PROVIDED ENTRIES |
'''

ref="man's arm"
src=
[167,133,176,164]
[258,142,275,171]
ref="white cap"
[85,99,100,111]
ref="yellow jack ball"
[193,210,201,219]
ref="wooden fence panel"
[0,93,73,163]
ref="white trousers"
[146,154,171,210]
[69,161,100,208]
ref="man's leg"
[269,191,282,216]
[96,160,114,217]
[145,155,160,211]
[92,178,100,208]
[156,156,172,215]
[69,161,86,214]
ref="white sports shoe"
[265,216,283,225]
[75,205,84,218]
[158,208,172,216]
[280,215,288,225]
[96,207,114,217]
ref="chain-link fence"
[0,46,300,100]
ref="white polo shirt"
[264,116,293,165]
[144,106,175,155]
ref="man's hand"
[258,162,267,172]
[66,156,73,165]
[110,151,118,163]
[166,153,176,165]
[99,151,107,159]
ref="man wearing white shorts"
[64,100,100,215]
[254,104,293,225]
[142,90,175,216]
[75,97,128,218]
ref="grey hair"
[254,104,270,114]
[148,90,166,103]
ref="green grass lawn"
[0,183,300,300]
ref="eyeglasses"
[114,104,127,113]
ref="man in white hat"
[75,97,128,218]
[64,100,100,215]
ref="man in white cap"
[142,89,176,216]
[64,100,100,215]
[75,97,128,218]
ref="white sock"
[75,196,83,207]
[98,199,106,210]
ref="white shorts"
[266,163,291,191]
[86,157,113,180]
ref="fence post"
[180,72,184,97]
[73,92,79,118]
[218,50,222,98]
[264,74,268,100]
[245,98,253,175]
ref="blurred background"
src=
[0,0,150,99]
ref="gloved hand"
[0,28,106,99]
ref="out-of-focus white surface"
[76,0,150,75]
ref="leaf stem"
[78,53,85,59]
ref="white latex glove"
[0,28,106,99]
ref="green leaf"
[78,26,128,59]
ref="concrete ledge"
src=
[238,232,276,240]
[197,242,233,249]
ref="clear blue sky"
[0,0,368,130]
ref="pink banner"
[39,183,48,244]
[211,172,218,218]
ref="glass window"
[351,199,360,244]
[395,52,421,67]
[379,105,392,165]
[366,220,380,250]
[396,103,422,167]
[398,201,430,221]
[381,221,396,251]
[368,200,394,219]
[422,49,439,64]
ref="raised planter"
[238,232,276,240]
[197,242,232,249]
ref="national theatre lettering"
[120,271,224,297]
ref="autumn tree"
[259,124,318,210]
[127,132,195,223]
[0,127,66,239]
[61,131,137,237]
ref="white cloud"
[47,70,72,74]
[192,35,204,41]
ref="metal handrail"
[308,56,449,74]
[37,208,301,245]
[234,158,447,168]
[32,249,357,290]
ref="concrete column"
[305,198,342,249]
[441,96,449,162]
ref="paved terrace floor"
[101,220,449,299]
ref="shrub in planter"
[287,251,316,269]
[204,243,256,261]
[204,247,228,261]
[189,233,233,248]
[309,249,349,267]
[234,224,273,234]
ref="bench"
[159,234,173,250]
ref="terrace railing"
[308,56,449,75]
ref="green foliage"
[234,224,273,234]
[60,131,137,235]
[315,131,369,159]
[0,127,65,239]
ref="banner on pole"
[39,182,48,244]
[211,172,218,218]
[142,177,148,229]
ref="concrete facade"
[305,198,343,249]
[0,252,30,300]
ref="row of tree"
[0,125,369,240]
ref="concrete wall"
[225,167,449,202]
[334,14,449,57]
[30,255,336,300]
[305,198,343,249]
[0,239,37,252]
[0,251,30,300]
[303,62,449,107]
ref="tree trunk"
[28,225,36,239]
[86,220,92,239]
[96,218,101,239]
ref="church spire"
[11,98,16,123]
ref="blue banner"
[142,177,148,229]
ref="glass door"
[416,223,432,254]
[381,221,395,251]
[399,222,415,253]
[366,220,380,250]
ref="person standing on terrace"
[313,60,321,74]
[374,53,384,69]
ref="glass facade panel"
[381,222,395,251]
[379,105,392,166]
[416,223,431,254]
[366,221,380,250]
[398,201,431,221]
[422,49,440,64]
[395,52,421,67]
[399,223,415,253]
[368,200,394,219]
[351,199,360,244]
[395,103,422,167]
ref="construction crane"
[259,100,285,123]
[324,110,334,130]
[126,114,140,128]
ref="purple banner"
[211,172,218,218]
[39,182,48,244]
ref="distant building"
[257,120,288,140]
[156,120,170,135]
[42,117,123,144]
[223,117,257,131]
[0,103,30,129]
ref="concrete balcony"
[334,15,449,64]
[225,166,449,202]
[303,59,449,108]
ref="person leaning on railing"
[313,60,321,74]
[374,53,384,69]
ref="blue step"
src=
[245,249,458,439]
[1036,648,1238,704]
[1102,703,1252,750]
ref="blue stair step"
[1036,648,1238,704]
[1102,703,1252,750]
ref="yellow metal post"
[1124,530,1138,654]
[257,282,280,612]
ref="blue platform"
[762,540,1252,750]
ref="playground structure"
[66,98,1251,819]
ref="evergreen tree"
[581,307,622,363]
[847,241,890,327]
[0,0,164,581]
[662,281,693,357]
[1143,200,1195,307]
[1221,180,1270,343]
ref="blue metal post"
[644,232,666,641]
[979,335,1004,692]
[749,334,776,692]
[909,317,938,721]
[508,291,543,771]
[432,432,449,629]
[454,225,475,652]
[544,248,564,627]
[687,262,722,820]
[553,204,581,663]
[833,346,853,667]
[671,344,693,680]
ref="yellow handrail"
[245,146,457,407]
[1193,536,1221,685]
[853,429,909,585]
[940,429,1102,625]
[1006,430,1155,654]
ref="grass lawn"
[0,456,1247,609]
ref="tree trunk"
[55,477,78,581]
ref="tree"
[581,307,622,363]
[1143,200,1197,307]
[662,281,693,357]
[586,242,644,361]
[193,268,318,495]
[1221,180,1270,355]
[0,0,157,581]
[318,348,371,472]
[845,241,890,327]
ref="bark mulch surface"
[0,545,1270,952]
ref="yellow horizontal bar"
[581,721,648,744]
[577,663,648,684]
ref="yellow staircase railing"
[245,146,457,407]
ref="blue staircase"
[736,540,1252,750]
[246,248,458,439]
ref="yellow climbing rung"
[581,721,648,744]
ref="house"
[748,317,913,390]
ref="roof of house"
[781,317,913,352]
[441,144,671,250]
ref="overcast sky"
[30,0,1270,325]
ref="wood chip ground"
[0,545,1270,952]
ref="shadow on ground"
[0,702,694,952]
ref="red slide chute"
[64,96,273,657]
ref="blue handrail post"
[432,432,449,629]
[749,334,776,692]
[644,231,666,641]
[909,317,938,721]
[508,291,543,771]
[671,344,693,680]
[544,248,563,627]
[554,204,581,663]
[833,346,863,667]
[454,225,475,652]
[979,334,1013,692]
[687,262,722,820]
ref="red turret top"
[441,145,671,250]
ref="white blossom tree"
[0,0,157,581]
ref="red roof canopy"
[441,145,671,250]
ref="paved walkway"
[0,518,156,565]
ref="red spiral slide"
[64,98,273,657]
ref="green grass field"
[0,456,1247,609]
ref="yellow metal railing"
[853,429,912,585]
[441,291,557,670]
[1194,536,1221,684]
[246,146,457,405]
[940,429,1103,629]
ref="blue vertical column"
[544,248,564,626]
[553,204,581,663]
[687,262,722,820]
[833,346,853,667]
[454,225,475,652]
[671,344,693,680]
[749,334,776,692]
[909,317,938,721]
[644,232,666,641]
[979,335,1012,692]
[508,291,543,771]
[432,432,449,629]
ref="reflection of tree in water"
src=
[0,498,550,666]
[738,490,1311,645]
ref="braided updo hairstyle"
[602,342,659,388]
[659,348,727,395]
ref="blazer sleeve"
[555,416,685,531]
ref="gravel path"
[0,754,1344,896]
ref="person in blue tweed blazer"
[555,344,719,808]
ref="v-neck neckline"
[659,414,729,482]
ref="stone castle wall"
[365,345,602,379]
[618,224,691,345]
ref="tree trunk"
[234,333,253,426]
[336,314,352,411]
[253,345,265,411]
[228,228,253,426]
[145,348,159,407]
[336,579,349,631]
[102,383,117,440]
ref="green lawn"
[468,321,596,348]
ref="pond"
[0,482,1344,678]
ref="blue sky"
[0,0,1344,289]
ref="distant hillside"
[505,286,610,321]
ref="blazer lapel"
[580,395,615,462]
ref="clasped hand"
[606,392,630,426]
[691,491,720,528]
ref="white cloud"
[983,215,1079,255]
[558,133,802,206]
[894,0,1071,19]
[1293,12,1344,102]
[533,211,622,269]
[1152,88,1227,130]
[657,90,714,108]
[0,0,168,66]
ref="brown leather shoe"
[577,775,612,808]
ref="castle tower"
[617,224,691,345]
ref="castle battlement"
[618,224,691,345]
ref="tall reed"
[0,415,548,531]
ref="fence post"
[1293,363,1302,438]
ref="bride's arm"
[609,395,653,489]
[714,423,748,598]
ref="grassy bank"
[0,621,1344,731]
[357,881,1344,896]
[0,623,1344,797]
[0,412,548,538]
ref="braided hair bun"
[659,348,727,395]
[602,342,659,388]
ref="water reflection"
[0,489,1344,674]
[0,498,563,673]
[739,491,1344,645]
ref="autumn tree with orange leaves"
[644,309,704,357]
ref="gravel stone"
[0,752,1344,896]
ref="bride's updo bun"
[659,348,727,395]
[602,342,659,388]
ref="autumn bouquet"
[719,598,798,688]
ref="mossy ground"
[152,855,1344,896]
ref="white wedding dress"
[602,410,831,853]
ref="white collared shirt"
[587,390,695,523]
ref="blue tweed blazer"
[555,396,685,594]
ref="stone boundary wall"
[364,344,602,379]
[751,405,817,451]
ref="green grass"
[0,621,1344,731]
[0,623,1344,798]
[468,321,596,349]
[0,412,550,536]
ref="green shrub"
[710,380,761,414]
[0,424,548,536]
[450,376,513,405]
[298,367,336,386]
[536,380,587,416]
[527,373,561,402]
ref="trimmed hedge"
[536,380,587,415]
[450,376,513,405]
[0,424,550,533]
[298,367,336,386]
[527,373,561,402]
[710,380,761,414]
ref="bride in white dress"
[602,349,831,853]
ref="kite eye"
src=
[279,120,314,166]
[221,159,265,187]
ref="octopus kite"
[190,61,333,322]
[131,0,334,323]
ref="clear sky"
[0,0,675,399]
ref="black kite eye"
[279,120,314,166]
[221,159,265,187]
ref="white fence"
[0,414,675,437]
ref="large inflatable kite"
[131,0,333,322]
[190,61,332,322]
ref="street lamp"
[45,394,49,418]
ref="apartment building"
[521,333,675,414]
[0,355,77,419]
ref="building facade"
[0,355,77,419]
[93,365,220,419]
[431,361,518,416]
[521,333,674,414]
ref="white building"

'''

OBJECTIVE | Can you reproduce, word for word, the stretch of rows from the first one through the line containing "[69,161,100,208]", including both ends?

RESPONSE FOR THIS EXERCISE |
ref="man's arm"
src=
[167,133,176,164]
[258,142,275,171]
ref="white cap"
[85,99,100,111]
ref="yellow jack ball"
[193,210,201,219]
ref="wooden fence panel"
[0,93,73,163]
ref="white trousers"
[146,154,171,210]
[69,161,100,208]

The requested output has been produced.